## Extrait choisi:
----------

Comme les lectrices et lecteurs de ce blog s’en doutent, je m’intéresse à l’histoire — et en particulier aux massacres à Paris. Comme j’essaie de le dissimuler, je n’ai pas eu de formation d’historienne et j’apprends beaucoup en lisant les livres d’historiens. En particulier celui-ci. Sur la question des sources, notamment, qui y est très bien présentée. 

Le livre est bien écrit, composé de chapitres assez courts. On y lit bien l’enquête à partir des archives notariales. On y lit aussi le Paris de ce temps — comme décrit par (le pré-Haussmannien) Balzac, qui en était plus proche, dans son roman Sur Catherine de Médicis –, les voisinages, les massacreurs et les massacrés. On est loin de la Chronique du règne de Charles IX ou d’autres livres dont les personnages sont Catherine de Médicis, Charles IX, etc., etc. Comme le dit l’auteur dans son introduction,

L’enquête tourne […] le dos au Louvre, délaisse le monarque, les Guise et leurs intrigues, ignore longtemps Coligny et la reine-mère.

Ici, les personnages sont les Parisiens massacreurs, les Parisiens massacrés. Bref, un livre très passionnant.

----------

## Jeu de données:
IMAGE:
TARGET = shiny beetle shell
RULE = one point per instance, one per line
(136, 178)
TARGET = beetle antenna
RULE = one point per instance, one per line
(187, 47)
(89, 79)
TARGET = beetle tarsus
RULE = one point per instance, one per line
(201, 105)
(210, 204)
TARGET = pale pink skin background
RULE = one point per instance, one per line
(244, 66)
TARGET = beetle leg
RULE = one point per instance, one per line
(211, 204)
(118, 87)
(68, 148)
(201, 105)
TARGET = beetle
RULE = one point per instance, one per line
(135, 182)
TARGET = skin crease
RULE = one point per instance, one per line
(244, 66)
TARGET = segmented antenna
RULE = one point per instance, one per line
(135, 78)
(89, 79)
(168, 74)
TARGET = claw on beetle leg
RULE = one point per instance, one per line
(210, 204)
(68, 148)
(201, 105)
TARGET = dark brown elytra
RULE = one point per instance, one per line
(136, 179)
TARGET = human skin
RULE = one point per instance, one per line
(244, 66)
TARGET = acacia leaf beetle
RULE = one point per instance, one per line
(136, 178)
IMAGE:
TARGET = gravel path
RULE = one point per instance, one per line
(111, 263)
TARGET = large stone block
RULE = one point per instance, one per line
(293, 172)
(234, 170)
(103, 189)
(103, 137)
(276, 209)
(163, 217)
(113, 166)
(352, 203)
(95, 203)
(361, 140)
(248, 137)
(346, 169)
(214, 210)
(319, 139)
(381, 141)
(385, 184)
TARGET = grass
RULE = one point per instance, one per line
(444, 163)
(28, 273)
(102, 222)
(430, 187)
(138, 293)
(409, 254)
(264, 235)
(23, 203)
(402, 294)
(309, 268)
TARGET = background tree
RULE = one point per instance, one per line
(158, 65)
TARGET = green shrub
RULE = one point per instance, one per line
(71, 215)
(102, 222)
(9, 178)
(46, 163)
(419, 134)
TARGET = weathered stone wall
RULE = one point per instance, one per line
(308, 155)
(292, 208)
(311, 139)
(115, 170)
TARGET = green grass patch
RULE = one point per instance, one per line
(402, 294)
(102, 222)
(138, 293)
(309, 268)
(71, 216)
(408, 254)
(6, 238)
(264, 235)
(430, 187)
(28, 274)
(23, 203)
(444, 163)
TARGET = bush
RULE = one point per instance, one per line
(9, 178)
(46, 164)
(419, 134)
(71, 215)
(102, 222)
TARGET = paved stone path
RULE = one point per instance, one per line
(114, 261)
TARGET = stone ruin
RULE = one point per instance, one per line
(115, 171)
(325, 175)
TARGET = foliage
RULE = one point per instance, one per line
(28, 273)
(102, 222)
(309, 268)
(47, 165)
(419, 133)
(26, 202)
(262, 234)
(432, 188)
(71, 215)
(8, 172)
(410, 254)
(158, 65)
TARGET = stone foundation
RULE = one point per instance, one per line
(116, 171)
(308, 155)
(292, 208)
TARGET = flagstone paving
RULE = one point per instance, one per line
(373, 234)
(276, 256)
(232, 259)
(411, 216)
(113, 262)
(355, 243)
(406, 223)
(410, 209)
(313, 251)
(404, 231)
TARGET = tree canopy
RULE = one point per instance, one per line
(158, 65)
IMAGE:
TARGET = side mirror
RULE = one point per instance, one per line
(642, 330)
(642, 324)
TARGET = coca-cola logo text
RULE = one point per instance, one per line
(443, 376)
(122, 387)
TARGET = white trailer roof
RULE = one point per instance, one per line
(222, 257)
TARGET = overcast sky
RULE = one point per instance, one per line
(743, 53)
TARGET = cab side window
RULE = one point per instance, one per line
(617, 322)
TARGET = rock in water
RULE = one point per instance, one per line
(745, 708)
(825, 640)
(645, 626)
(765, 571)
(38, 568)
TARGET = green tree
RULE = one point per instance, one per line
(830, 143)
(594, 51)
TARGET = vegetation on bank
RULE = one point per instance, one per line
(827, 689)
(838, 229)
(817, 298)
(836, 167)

----------

## Questions sur l'extrait:
(1) D'après l'extrait, à partir de quelles archives l'enquête du livre est-elle menée ?
(2) Dans l'extrait, relevez tout ce dont l'enquête se détourne selon la phrase tirée de l'introduction de l'auteur.
(3) Recopiez le passage de l'extrait qui va de « Le livre est » à « et la reine-mère. », en substituant « registres paroissiaux » à « archives notariales ».
Il n'est pas nécessaire de consulter les items.

## Réponses par item:
(1) À partir des archives notariales.

(2) Le Louvre, le monarque, les Guise et leurs intrigues, Coligny, la reine-mère.

(3)
Le livre est bien écrit, composé de chapitres assez courts. On y lit bien l’enquête à partir des registres paroissiaux. On y lit aussi le Paris de ce temps — comme décrit par (le pré-Haussmannien) Balzac, qui en était plus proche, dans son roman Sur Catherine de Médicis –, les voisinages, les massacreurs et les massacrés. On est loin de la Chronique du règne de Charles IX ou d’autres livres dont les personnages sont Catherine de Médicis, Charles IX, etc., etc. Comme le dit l’auteur dans son introduction,

L’enquête tourne […] le dos au Louvre, délaisse le monarque, les Guise et leurs intrigues, ignore longtemps Coligny et la reine-mère.